-- THE PROBLEM --
Copy each line of the records that includes "instances".

-- SOURCE MATERIAL --
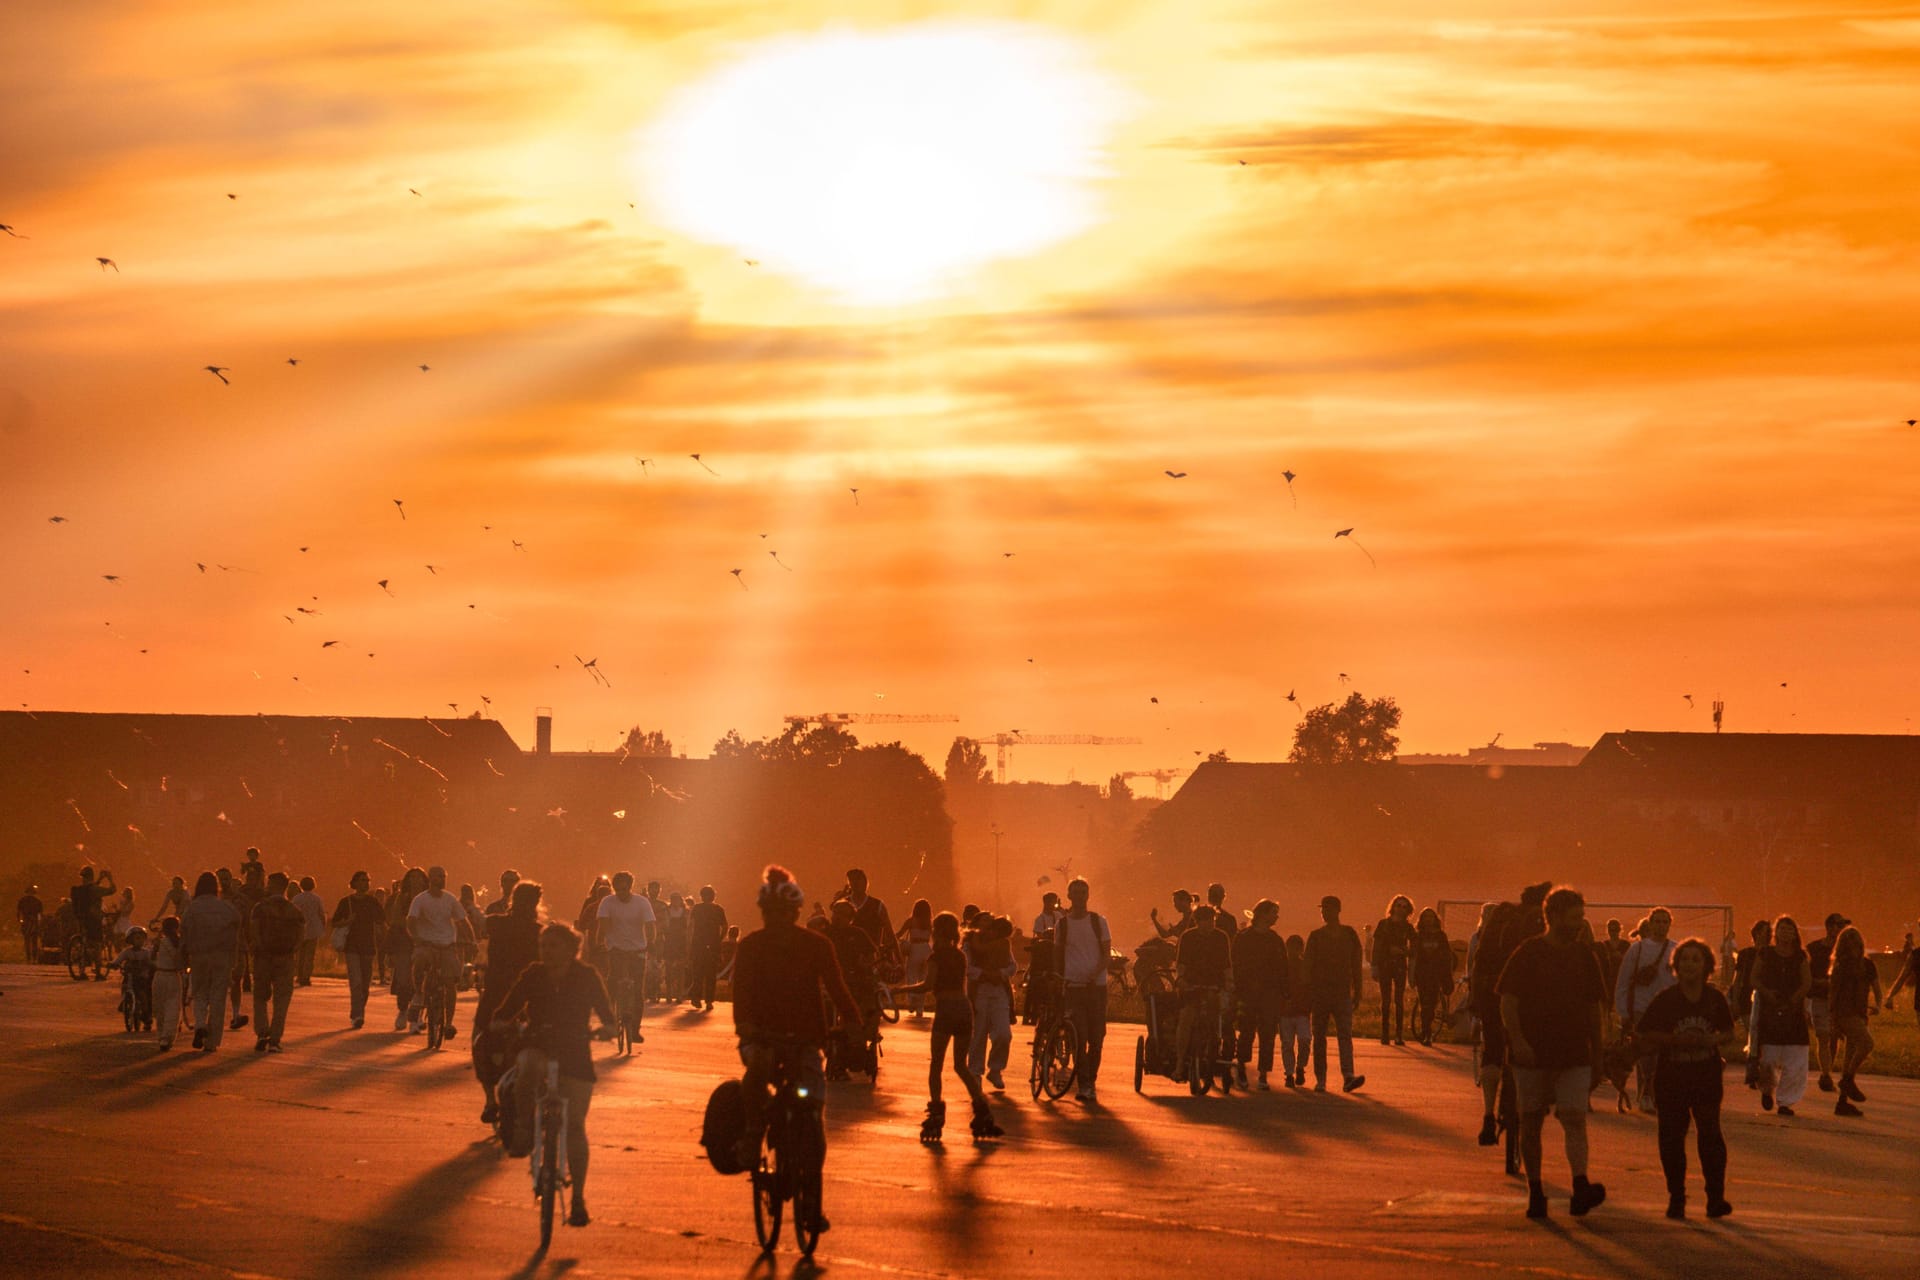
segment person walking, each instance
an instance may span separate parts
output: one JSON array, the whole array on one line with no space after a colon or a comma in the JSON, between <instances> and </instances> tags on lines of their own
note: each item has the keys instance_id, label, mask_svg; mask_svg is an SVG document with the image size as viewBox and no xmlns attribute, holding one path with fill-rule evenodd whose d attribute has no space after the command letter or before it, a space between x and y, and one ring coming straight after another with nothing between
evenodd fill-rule
<instances>
[{"instance_id":1,"label":"person walking","mask_svg":"<svg viewBox=\"0 0 1920 1280\"><path fill-rule=\"evenodd\" d=\"M1867 1001L1873 1003L1869 1007ZM1867 1055L1873 1052L1873 1036L1867 1031L1867 1015L1880 1012L1880 974L1867 958L1866 939L1852 925L1841 928L1833 940L1833 957L1827 982L1827 1007L1833 1016L1835 1034L1845 1042L1847 1054L1840 1065L1840 1098L1833 1104L1837 1116L1857 1116L1862 1112L1856 1102L1865 1102L1855 1079Z\"/></svg>"},{"instance_id":2,"label":"person walking","mask_svg":"<svg viewBox=\"0 0 1920 1280\"><path fill-rule=\"evenodd\" d=\"M623 982L633 984L625 1007L614 1012L625 1016L627 1034L634 1042L644 1044L640 1023L646 1012L647 952L658 936L659 922L653 903L633 891L633 872L616 872L610 888L594 908L591 950L606 956L607 979L615 992ZM621 1003L618 995L615 1002Z\"/></svg>"},{"instance_id":3,"label":"person walking","mask_svg":"<svg viewBox=\"0 0 1920 1280\"><path fill-rule=\"evenodd\" d=\"M687 998L687 898L671 894L667 898L667 917L660 924L660 947L665 955L667 1001L679 1004Z\"/></svg>"},{"instance_id":4,"label":"person walking","mask_svg":"<svg viewBox=\"0 0 1920 1280\"><path fill-rule=\"evenodd\" d=\"M175 876L173 883L167 886L166 894L160 899L158 918L164 920L168 916L179 915L187 909L187 903L192 900L193 895L187 892L187 882L180 876Z\"/></svg>"},{"instance_id":5,"label":"person walking","mask_svg":"<svg viewBox=\"0 0 1920 1280\"><path fill-rule=\"evenodd\" d=\"M927 1118L920 1126L920 1141L938 1143L946 1124L947 1104L941 1097L940 1077L945 1070L949 1046L953 1074L973 1102L973 1136L999 1137L1001 1131L993 1121L993 1104L980 1091L980 1078L967 1066L967 1047L973 1039L973 1010L967 1003L967 958L960 949L960 920L951 911L942 911L933 918L933 951L927 959L927 976L912 989L933 997L933 1032L928 1039Z\"/></svg>"},{"instance_id":6,"label":"person walking","mask_svg":"<svg viewBox=\"0 0 1920 1280\"><path fill-rule=\"evenodd\" d=\"M1240 997L1235 1083L1247 1087L1247 1063L1253 1061L1258 1041L1260 1059L1255 1070L1259 1076L1254 1087L1262 1093L1272 1088L1267 1075L1273 1070L1273 1037L1287 998L1287 943L1273 931L1279 918L1280 904L1262 898L1253 904L1253 919L1247 927L1233 935L1233 984Z\"/></svg>"},{"instance_id":7,"label":"person walking","mask_svg":"<svg viewBox=\"0 0 1920 1280\"><path fill-rule=\"evenodd\" d=\"M1833 947L1840 937L1840 931L1852 923L1838 911L1830 911L1826 919L1826 936L1815 938L1807 944L1807 969L1813 975L1813 986L1807 992L1807 1007L1813 1021L1813 1048L1820 1063L1822 1093L1834 1091L1834 1042L1838 1038L1834 1032L1833 1010L1828 1004Z\"/></svg>"},{"instance_id":8,"label":"person walking","mask_svg":"<svg viewBox=\"0 0 1920 1280\"><path fill-rule=\"evenodd\" d=\"M421 867L408 867L387 899L387 966L393 993L393 1029L407 1029L407 1012L413 1005L413 934L407 929L407 914L413 900L426 892L427 873Z\"/></svg>"},{"instance_id":9,"label":"person walking","mask_svg":"<svg viewBox=\"0 0 1920 1280\"><path fill-rule=\"evenodd\" d=\"M994 916L976 931L967 952L967 980L973 1005L973 1036L967 1066L985 1076L994 1091L1007 1087L1002 1073L1013 1047L1013 921Z\"/></svg>"},{"instance_id":10,"label":"person walking","mask_svg":"<svg viewBox=\"0 0 1920 1280\"><path fill-rule=\"evenodd\" d=\"M306 921L306 932L300 939L300 962L293 974L294 983L302 987L313 985L313 956L320 948L320 939L327 936L327 904L313 891L313 884L312 876L301 876L300 892L293 895L293 905L300 908Z\"/></svg>"},{"instance_id":11,"label":"person walking","mask_svg":"<svg viewBox=\"0 0 1920 1280\"><path fill-rule=\"evenodd\" d=\"M1920 1021L1920 950L1907 952L1907 958L1900 966L1899 974L1893 980L1893 986L1887 990L1887 1010L1894 1008L1894 997L1907 988L1913 988L1913 1012L1915 1020Z\"/></svg>"},{"instance_id":12,"label":"person walking","mask_svg":"<svg viewBox=\"0 0 1920 1280\"><path fill-rule=\"evenodd\" d=\"M180 917L166 916L160 921L160 935L153 944L153 1026L159 1033L160 1051L173 1048L173 1037L180 1030L181 984L186 979L187 948L180 940Z\"/></svg>"},{"instance_id":13,"label":"person walking","mask_svg":"<svg viewBox=\"0 0 1920 1280\"><path fill-rule=\"evenodd\" d=\"M627 886L633 886L631 876ZM500 1083L507 1059L514 1052L512 1036L494 1027L497 1021L494 1011L520 980L520 975L540 959L540 930L546 923L541 919L540 893L537 882L522 880L516 875L507 909L487 917L487 977L480 992L479 1007L473 1011L474 1034L470 1042L474 1079L479 1081L480 1092L485 1097L480 1108L481 1124L492 1124L499 1118L500 1105L495 1099L494 1087ZM639 1003L637 998L635 1003Z\"/></svg>"},{"instance_id":14,"label":"person walking","mask_svg":"<svg viewBox=\"0 0 1920 1280\"><path fill-rule=\"evenodd\" d=\"M1340 899L1320 899L1324 923L1307 936L1307 999L1313 1013L1313 1091L1327 1091L1327 1024L1340 1044L1340 1090L1352 1093L1367 1082L1353 1069L1353 1011L1360 1003L1365 968L1360 935L1340 923Z\"/></svg>"},{"instance_id":15,"label":"person walking","mask_svg":"<svg viewBox=\"0 0 1920 1280\"><path fill-rule=\"evenodd\" d=\"M227 997L233 986L233 956L239 947L240 912L220 896L220 880L203 871L193 901L180 917L180 943L193 974L193 1047L212 1053L227 1031Z\"/></svg>"},{"instance_id":16,"label":"person walking","mask_svg":"<svg viewBox=\"0 0 1920 1280\"><path fill-rule=\"evenodd\" d=\"M901 925L894 938L904 943L907 962L906 985L914 986L924 982L927 977L927 957L933 954L933 904L925 898L916 898L913 910L907 913L906 923ZM1031 984L1028 990L1032 990ZM1031 997L1029 997L1031 1001ZM927 998L912 996L914 1020L926 1016Z\"/></svg>"},{"instance_id":17,"label":"person walking","mask_svg":"<svg viewBox=\"0 0 1920 1280\"><path fill-rule=\"evenodd\" d=\"M447 990L445 1029L453 1030L453 1005L460 986L460 931L467 913L447 892L447 869L427 868L427 887L407 905L407 934L413 943L413 993L407 1017L414 1034L426 1030L427 975L436 969Z\"/></svg>"},{"instance_id":18,"label":"person walking","mask_svg":"<svg viewBox=\"0 0 1920 1280\"><path fill-rule=\"evenodd\" d=\"M347 966L347 1017L358 1031L367 1023L367 993L373 988L375 955L386 932L386 913L369 890L372 877L356 871L347 881L351 890L334 904L334 950Z\"/></svg>"},{"instance_id":19,"label":"person walking","mask_svg":"<svg viewBox=\"0 0 1920 1280\"><path fill-rule=\"evenodd\" d=\"M1379 946L1379 935L1374 935ZM1420 913L1413 935L1413 991L1420 1043L1433 1047L1433 1019L1453 992L1453 941L1432 907Z\"/></svg>"},{"instance_id":20,"label":"person walking","mask_svg":"<svg viewBox=\"0 0 1920 1280\"><path fill-rule=\"evenodd\" d=\"M1373 980L1380 988L1380 1043L1405 1045L1407 967L1413 958L1413 899L1404 893L1387 904L1386 918L1373 927ZM1358 1003L1356 1001L1356 1003ZM1392 1014L1389 1034L1388 1014Z\"/></svg>"},{"instance_id":21,"label":"person walking","mask_svg":"<svg viewBox=\"0 0 1920 1280\"><path fill-rule=\"evenodd\" d=\"M1792 916L1773 922L1773 945L1753 966L1753 1043L1760 1049L1760 1109L1792 1116L1807 1094L1807 992L1813 970Z\"/></svg>"},{"instance_id":22,"label":"person walking","mask_svg":"<svg viewBox=\"0 0 1920 1280\"><path fill-rule=\"evenodd\" d=\"M720 944L727 937L727 913L714 901L713 886L700 887L700 901L687 911L687 989L693 1007L713 1012L720 986Z\"/></svg>"},{"instance_id":23,"label":"person walking","mask_svg":"<svg viewBox=\"0 0 1920 1280\"><path fill-rule=\"evenodd\" d=\"M1640 1015L1640 1038L1654 1050L1654 1099L1660 1118L1660 1168L1667 1177L1667 1216L1687 1216L1687 1126L1693 1126L1707 1216L1724 1218L1727 1139L1720 1130L1721 1051L1740 1039L1727 998L1709 986L1713 948L1688 938L1673 949L1674 985Z\"/></svg>"},{"instance_id":24,"label":"person walking","mask_svg":"<svg viewBox=\"0 0 1920 1280\"><path fill-rule=\"evenodd\" d=\"M1307 1083L1307 1057L1313 1044L1313 1002L1307 992L1307 940L1287 935L1287 988L1280 998L1280 1070L1289 1089Z\"/></svg>"},{"instance_id":25,"label":"person walking","mask_svg":"<svg viewBox=\"0 0 1920 1280\"><path fill-rule=\"evenodd\" d=\"M1214 910L1208 903L1193 909L1193 928L1180 935L1173 969L1180 993L1180 1018L1174 1024L1173 1036L1173 1078L1184 1084L1194 1069L1194 1059L1206 1063L1219 1060L1220 1025L1226 1021L1223 1010L1232 990L1233 939L1214 924Z\"/></svg>"},{"instance_id":26,"label":"person walking","mask_svg":"<svg viewBox=\"0 0 1920 1280\"><path fill-rule=\"evenodd\" d=\"M1096 1085L1107 1039L1107 953L1113 946L1106 917L1087 910L1092 892L1082 879L1067 885L1067 913L1054 928L1053 948L1061 1002L1080 1036L1073 1047L1074 1096L1089 1106L1100 1100Z\"/></svg>"},{"instance_id":27,"label":"person walking","mask_svg":"<svg viewBox=\"0 0 1920 1280\"><path fill-rule=\"evenodd\" d=\"M1606 1187L1587 1178L1587 1095L1600 1080L1607 989L1599 960L1581 941L1586 900L1579 890L1553 890L1543 909L1547 931L1514 950L1496 989L1520 1105L1527 1216L1547 1216L1540 1148L1551 1109L1566 1135L1579 1217L1607 1198Z\"/></svg>"},{"instance_id":28,"label":"person walking","mask_svg":"<svg viewBox=\"0 0 1920 1280\"><path fill-rule=\"evenodd\" d=\"M1631 1037L1653 998L1673 985L1673 940L1667 931L1673 927L1673 913L1655 907L1647 913L1640 937L1627 948L1620 961L1620 977L1613 987L1613 1011L1620 1019L1620 1034ZM1640 1082L1640 1110L1654 1110L1653 1051L1645 1045L1635 1056L1634 1071Z\"/></svg>"},{"instance_id":29,"label":"person walking","mask_svg":"<svg viewBox=\"0 0 1920 1280\"><path fill-rule=\"evenodd\" d=\"M513 886L520 883L520 873L508 867L500 873L500 896L487 904L486 914L503 916L513 907ZM491 936L491 930L489 930Z\"/></svg>"},{"instance_id":30,"label":"person walking","mask_svg":"<svg viewBox=\"0 0 1920 1280\"><path fill-rule=\"evenodd\" d=\"M40 901L40 886L30 884L27 891L20 895L20 901L14 906L14 918L20 922L20 945L26 952L28 964L40 963L40 930L46 917L47 904Z\"/></svg>"},{"instance_id":31,"label":"person walking","mask_svg":"<svg viewBox=\"0 0 1920 1280\"><path fill-rule=\"evenodd\" d=\"M294 974L307 935L307 918L287 900L287 873L267 877L267 894L253 909L247 930L253 950L255 1053L279 1053L293 1004ZM269 1020L271 1018L271 1020Z\"/></svg>"}]
</instances>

-- PROBLEM SOLUTION --
output: one JSON array, the whole array on one line with no space after a colon or a comma in the JSON, between <instances> and </instances> tags on lines of their own
<instances>
</instances>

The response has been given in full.